- **Required task**:
Return all of the data exactly as given.

- **Recorded data**:

========

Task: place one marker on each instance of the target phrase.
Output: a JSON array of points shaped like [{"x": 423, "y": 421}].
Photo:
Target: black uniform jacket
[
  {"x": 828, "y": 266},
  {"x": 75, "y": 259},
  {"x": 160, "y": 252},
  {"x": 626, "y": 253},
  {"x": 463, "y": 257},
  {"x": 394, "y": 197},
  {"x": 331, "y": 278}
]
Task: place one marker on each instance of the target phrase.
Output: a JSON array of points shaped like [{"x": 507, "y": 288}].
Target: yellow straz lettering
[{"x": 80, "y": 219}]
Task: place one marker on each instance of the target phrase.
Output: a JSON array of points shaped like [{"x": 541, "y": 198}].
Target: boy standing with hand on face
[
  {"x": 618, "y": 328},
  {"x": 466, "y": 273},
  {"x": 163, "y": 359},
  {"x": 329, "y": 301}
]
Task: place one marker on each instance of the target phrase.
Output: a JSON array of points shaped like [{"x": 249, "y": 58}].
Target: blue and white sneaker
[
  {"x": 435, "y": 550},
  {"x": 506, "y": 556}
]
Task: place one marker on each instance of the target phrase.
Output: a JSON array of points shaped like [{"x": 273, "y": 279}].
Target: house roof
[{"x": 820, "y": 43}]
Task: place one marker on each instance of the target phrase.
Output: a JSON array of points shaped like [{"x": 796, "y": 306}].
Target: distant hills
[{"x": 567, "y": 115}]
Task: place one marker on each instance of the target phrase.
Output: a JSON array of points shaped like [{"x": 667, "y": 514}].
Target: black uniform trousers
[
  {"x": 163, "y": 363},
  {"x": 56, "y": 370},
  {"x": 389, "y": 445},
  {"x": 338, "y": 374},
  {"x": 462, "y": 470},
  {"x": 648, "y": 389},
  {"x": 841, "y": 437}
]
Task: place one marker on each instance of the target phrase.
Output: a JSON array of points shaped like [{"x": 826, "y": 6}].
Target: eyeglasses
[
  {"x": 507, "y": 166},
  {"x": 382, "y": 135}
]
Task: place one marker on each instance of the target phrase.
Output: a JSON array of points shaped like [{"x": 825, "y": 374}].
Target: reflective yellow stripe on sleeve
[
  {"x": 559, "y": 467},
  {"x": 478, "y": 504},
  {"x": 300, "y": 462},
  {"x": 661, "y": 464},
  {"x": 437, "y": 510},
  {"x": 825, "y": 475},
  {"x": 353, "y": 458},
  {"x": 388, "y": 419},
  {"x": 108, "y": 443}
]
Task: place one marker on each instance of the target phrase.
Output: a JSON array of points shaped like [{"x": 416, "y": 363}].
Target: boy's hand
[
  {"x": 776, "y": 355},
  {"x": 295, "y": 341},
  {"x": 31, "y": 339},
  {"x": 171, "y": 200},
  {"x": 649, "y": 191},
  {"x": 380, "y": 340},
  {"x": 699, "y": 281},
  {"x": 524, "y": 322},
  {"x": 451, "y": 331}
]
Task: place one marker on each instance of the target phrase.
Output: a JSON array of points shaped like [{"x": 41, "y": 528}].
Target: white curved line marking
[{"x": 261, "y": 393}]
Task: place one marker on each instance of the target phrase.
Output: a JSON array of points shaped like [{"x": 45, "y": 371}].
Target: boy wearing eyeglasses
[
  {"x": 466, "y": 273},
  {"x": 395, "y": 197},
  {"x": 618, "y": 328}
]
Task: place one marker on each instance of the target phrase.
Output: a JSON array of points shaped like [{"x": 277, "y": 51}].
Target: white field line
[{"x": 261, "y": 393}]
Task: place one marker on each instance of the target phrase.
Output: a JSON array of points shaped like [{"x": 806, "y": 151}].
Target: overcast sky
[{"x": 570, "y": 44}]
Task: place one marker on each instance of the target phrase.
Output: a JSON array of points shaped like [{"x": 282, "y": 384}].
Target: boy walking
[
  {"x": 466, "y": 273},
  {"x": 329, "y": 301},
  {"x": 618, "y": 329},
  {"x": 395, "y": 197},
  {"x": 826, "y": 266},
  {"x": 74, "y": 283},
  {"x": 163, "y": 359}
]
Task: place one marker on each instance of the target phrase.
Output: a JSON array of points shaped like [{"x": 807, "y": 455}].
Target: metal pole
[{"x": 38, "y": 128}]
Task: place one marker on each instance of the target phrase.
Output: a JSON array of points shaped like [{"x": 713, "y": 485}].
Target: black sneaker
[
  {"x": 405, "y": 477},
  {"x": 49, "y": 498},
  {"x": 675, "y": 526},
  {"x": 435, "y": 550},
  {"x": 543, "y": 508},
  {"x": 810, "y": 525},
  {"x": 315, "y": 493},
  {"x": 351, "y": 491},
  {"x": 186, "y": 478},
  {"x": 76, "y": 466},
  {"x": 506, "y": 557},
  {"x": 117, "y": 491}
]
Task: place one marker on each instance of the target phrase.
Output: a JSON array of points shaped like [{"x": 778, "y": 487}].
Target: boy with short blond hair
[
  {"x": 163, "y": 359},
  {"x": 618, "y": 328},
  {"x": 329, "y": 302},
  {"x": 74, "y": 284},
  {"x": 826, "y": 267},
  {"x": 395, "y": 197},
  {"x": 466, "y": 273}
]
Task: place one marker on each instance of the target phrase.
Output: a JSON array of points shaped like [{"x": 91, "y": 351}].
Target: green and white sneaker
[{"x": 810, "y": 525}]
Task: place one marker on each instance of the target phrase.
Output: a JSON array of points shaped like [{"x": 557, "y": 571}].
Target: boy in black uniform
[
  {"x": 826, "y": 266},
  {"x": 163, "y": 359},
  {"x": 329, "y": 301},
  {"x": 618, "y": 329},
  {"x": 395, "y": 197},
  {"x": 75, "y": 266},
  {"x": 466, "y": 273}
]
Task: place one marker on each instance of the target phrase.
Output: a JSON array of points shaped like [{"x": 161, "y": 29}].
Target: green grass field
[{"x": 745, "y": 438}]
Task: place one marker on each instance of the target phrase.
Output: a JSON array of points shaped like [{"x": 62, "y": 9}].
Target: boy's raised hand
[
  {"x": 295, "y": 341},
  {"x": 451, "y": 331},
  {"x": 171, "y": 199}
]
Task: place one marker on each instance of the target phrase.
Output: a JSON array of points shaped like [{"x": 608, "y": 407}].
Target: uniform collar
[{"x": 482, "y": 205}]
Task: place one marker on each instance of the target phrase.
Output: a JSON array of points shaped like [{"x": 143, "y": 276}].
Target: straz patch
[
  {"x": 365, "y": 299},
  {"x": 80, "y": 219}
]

========

- **Complete output**:
Task: place one marker on each instance of the target phrase.
Output: a JSON array of points shaped like [{"x": 423, "y": 421}].
Photo:
Target: black uniform jacket
[
  {"x": 828, "y": 266},
  {"x": 75, "y": 259},
  {"x": 160, "y": 252},
  {"x": 626, "y": 253},
  {"x": 463, "y": 257},
  {"x": 394, "y": 197},
  {"x": 331, "y": 278}
]
Task: place one marker on each instance of the target phrase.
Output: a JSON array of points shaped like [{"x": 507, "y": 288}].
Target: yellow straz lettering
[{"x": 80, "y": 219}]
Task: place one marker on each instance of the target phrase.
Output: a JSON array of points shaped like [{"x": 541, "y": 198}].
Target: boy standing with hand on face
[
  {"x": 618, "y": 328},
  {"x": 466, "y": 273},
  {"x": 163, "y": 359},
  {"x": 329, "y": 301}
]
Task: place one marker on each instance of the target phrase.
Output: a JSON array of points shaped like [{"x": 249, "y": 58}].
Target: blue and white sneaker
[
  {"x": 435, "y": 550},
  {"x": 506, "y": 556}
]
Task: place one marker on each instance of the target phrase.
Output: a JSON array of points shaped like [{"x": 273, "y": 279}].
Target: house roof
[{"x": 820, "y": 43}]
Task: place one marker on each instance of the target phrase.
Output: a JSON array of points shaped like [{"x": 796, "y": 306}].
Target: distant hills
[{"x": 567, "y": 115}]
Task: place one marker on each instance of the target phrase.
Output: a JSON array of points shaped like [{"x": 667, "y": 514}].
Target: black uniform trousers
[
  {"x": 163, "y": 363},
  {"x": 56, "y": 370},
  {"x": 389, "y": 445},
  {"x": 338, "y": 374},
  {"x": 462, "y": 470},
  {"x": 648, "y": 389},
  {"x": 841, "y": 437}
]
Task: place one marker on each instance of the target phrase.
Output: a JSON array of points shaped like [{"x": 826, "y": 6}].
Target: eyeglasses
[
  {"x": 507, "y": 166},
  {"x": 382, "y": 135}
]
Task: place one marker on each instance of the target phrase.
Output: a JSON array of points shaped like [{"x": 825, "y": 374}].
Target: reflective yellow stripe on sleeve
[
  {"x": 559, "y": 467},
  {"x": 478, "y": 504},
  {"x": 300, "y": 462},
  {"x": 661, "y": 464},
  {"x": 437, "y": 510},
  {"x": 825, "y": 475},
  {"x": 353, "y": 458},
  {"x": 388, "y": 419},
  {"x": 108, "y": 443}
]
Task: place one marker on each instance of the target phrase.
Output: a JSON array of points shaped like [{"x": 416, "y": 363}].
Target: boy's hand
[
  {"x": 776, "y": 355},
  {"x": 295, "y": 341},
  {"x": 31, "y": 339},
  {"x": 171, "y": 200},
  {"x": 649, "y": 191},
  {"x": 380, "y": 340},
  {"x": 699, "y": 281},
  {"x": 524, "y": 322},
  {"x": 451, "y": 331}
]
Task: place one marker on each instance of the target phrase.
Output: a JSON array of points shaped like [{"x": 41, "y": 528}].
Target: white curved line marking
[{"x": 261, "y": 393}]
Task: place one marker on each instance of the target phrase.
Output: a JSON array of points shaped like [{"x": 45, "y": 371}].
Target: boy wearing eyeglasses
[
  {"x": 466, "y": 273},
  {"x": 395, "y": 197},
  {"x": 618, "y": 328}
]
Task: place one marker on each instance of the target phrase.
Output: a JSON array of points shaped like [{"x": 277, "y": 51}].
Target: white field line
[{"x": 261, "y": 393}]
Task: place one marker on each instance of the target phrase.
Output: a JSON array of points shaped like [{"x": 806, "y": 151}].
Target: overcast sky
[{"x": 570, "y": 44}]
Task: place one marker on each instance of the target phrase.
Output: a JSON array of points shaped like [{"x": 282, "y": 384}].
Target: boy walking
[
  {"x": 466, "y": 273},
  {"x": 329, "y": 301},
  {"x": 618, "y": 329},
  {"x": 395, "y": 197},
  {"x": 826, "y": 266},
  {"x": 74, "y": 283},
  {"x": 163, "y": 359}
]
Task: place one marker on each instance of the target phrase.
Output: a JSON array of points shaped like [{"x": 807, "y": 455}].
Target: metal pole
[{"x": 38, "y": 128}]
Task: place one marker on each instance of the target phrase.
Output: a JSON array of points shaped like [{"x": 713, "y": 485}].
Target: black sneaker
[
  {"x": 405, "y": 477},
  {"x": 49, "y": 498},
  {"x": 675, "y": 526},
  {"x": 435, "y": 550},
  {"x": 543, "y": 508},
  {"x": 810, "y": 525},
  {"x": 315, "y": 493},
  {"x": 351, "y": 491},
  {"x": 186, "y": 478},
  {"x": 76, "y": 466},
  {"x": 506, "y": 557},
  {"x": 117, "y": 491}
]
Task: place one marker on each instance of the target phrase.
Output: a JSON array of points shaped like [{"x": 778, "y": 487}].
Target: boy with short blond hair
[
  {"x": 163, "y": 359},
  {"x": 618, "y": 328},
  {"x": 329, "y": 302},
  {"x": 74, "y": 284},
  {"x": 826, "y": 267},
  {"x": 395, "y": 197},
  {"x": 466, "y": 273}
]
Task: place one marker on each instance of the target phrase.
Output: a JSON array of points shaped like [{"x": 91, "y": 351}].
Target: green and white sneaker
[{"x": 810, "y": 525}]
Task: place one marker on each instance of the target phrase.
Output: a JSON array of points shaped like [{"x": 557, "y": 571}].
Target: boy in black uniform
[
  {"x": 826, "y": 266},
  {"x": 163, "y": 359},
  {"x": 329, "y": 301},
  {"x": 618, "y": 329},
  {"x": 395, "y": 197},
  {"x": 75, "y": 266},
  {"x": 466, "y": 273}
]
Task: place one marker on each instance of the target phrase.
Output: a JSON array of points shaped like [{"x": 161, "y": 29}].
Target: green grass field
[{"x": 745, "y": 438}]
Task: place one marker on each instance of the target phrase.
Output: a JSON array of points shaped like [{"x": 62, "y": 9}].
Target: boy's raised hand
[
  {"x": 295, "y": 341},
  {"x": 451, "y": 331},
  {"x": 171, "y": 199}
]
Task: place one marker on each instance of the target phrase.
Output: a JSON array of points shaped like [{"x": 608, "y": 407}].
Target: uniform collar
[{"x": 482, "y": 205}]
Task: place one marker on each instance of the target phrase.
Output: a JSON array of points shaped like [{"x": 143, "y": 276}].
Target: straz patch
[
  {"x": 365, "y": 299},
  {"x": 80, "y": 219}
]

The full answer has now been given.